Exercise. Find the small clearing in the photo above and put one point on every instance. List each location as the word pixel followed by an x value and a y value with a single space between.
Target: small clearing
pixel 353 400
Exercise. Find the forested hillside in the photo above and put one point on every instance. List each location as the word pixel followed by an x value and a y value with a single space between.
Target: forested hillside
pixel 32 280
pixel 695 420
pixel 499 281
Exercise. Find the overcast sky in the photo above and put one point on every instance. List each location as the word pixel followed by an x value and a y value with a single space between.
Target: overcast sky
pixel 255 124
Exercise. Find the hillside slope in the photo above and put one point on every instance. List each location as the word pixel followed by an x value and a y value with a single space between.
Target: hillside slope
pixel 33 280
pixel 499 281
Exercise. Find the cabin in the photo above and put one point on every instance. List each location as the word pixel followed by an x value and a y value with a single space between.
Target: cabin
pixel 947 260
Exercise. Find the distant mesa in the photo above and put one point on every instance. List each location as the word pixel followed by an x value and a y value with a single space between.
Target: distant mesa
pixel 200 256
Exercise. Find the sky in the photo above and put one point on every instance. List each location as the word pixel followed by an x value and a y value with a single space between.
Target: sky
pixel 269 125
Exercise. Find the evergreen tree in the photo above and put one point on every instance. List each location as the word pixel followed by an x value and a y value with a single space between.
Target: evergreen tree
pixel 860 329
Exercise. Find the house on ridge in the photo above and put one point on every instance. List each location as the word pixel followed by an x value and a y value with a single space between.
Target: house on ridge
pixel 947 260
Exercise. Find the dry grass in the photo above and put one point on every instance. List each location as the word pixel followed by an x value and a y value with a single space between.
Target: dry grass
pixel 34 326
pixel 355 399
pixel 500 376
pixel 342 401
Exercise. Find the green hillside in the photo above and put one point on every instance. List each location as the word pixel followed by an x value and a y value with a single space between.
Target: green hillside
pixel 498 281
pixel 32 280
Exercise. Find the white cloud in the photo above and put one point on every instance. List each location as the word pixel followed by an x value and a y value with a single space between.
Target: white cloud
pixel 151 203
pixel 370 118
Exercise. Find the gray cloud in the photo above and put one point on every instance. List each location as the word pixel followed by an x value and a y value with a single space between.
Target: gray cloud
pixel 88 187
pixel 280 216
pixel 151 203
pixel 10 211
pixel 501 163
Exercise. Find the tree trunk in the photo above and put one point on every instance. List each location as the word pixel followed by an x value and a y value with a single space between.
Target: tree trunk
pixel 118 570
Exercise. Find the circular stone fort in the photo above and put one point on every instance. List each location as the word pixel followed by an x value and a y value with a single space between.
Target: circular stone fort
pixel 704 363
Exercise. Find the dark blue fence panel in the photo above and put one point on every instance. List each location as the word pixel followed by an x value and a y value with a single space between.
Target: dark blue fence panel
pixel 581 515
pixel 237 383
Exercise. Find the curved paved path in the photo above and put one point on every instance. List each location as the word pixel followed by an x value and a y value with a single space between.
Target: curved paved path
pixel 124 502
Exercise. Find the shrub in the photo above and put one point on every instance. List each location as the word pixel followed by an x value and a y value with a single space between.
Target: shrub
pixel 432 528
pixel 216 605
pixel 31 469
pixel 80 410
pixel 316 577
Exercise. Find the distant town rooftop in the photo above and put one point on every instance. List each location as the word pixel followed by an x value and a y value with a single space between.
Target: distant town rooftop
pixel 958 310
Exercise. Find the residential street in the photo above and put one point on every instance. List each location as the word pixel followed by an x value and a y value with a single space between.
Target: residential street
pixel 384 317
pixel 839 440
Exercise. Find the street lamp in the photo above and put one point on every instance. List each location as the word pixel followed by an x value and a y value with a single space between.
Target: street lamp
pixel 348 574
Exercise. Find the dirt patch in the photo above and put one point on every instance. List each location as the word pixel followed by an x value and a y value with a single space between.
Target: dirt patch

— Goal of the exercise —
In full and without alteration, reproduce the records above.

— Solution for this problem —
Exercise. Find the small clearing in the photo above and put one point on every instance. List each location as the word pixel followed by an x value and a y value with a single space between.
Target: small clearing
pixel 353 400
Exercise. Find the forested hillside in the photo above and put one point on every instance. List each location as the word pixel followed by an x value and a y value with a single space between.
Target: forested hillside
pixel 32 280
pixel 695 420
pixel 499 281
Exercise. Find the overcast sky in the photo above and put one point on every instance. List each location as the word pixel followed by an x value and a y value with a single space between.
Target: overcast sky
pixel 255 124
Exercise. Find the hillside slope in the photo above and put one point on every instance. List each location as the word pixel followed by an x value and a y value with a single space between.
Target: hillside slope
pixel 33 280
pixel 499 281
Exercise. Find the cabin in the photo above and put one point on every instance. List each location as the word pixel followed by an x value and a y value with a single space between.
Target: cabin
pixel 947 260
Exercise. Find the distant mesa in the photo above and put one point on every instance. List each location as the word pixel followed by an x value and a y value with a single space between.
Target: distant mesa
pixel 200 256
Exercise. Find the sky in the photo above and put one point on every instance. List each location as the word pixel followed by an x value and a y value with a single space between.
Target: sky
pixel 269 125
Exercise. Find the evergreen tree in the photo above and put one point on every instance. List each location as the word pixel followed by an x value and a y value with a single space between.
Target: evergreen tree
pixel 860 329
Exercise. Find the house on ridge in the photo above and put one point on every instance. List each location as the word pixel followed by an x value and a y value with a single space between.
Target: house on ridge
pixel 947 260
Exercise. Find the dry grass in the photo above and put one point on every instance. List each location as the word pixel followed by an x value and a y value with a single space between.
Target: dry grass
pixel 34 326
pixel 355 399
pixel 500 376
pixel 342 401
Exercise. Find the green hillside in the photo above and put one point on every instance. List each location as the word pixel followed by an x value and a y value with a single space between.
Target: green hillside
pixel 498 281
pixel 32 280
Exercise. Find the white cloud in the photo above and put one point on every instance. List each location as the word pixel followed by an x value and a y value with a single space between.
Target: white cloud
pixel 151 203
pixel 370 118
Exercise. Find the gray cloud in the photo above and put one point on every instance. List each location as the word pixel followed by an x value and a y value with a single space between.
Target: gray cloud
pixel 88 187
pixel 280 216
pixel 151 203
pixel 10 211
pixel 501 163
Exercise. Find the tree trunk in the photo above and put one point on every instance. List each location as the word pixel followed by an x value and a y value with a single space between.
Target: tree trunk
pixel 118 570
Exercise. Find the circular stone fort in the photo above and put one point on every instance. List each location as the word pixel followed by an x value and a y value with a single space between.
Target: circular stone fort
pixel 704 363
Exercise. Find the dark blue fence panel in the photo above and put one point on every instance. List each location as the word pixel followed by an x value and a y value with a single space between.
Target: dark blue fence panel
pixel 581 515
pixel 237 383
Exercise. Find the curved paved path in the photo above and put one point on every instance. List each location as the word pixel followed by an x value and a y value with a single space between.
Target: curved paved path
pixel 124 502
Exercise. Find the shrub in the photo above and put one point on every instance. List each location as the word pixel followed by an x value and a y value with a single space between.
Target: shrub
pixel 432 528
pixel 216 605
pixel 31 469
pixel 80 410
pixel 316 577
Exercise. Find the distant town rooftop in the photo above and put one point on every instance. List each location as the word pixel followed by an x value and a y value with a single space between.
Target: distant town rooftop
pixel 958 310
Exercise. Find the residential street in the photo above and put one point on every instance. List each location as the word pixel followed by an x value and a y value with a single space between.
Target: residential street
pixel 384 317
pixel 839 440
Exercise. Find the street lamp in the photo above and put one point on every instance. List each location as the word pixel followed by an x value and a y value with a single space between.
Target: street lamp
pixel 348 574
Exercise. Find the dirt patch in the photo above and put one point on every instance. List each location as the word pixel followed by an x value and a y value with a single space between.
Target: dirt patch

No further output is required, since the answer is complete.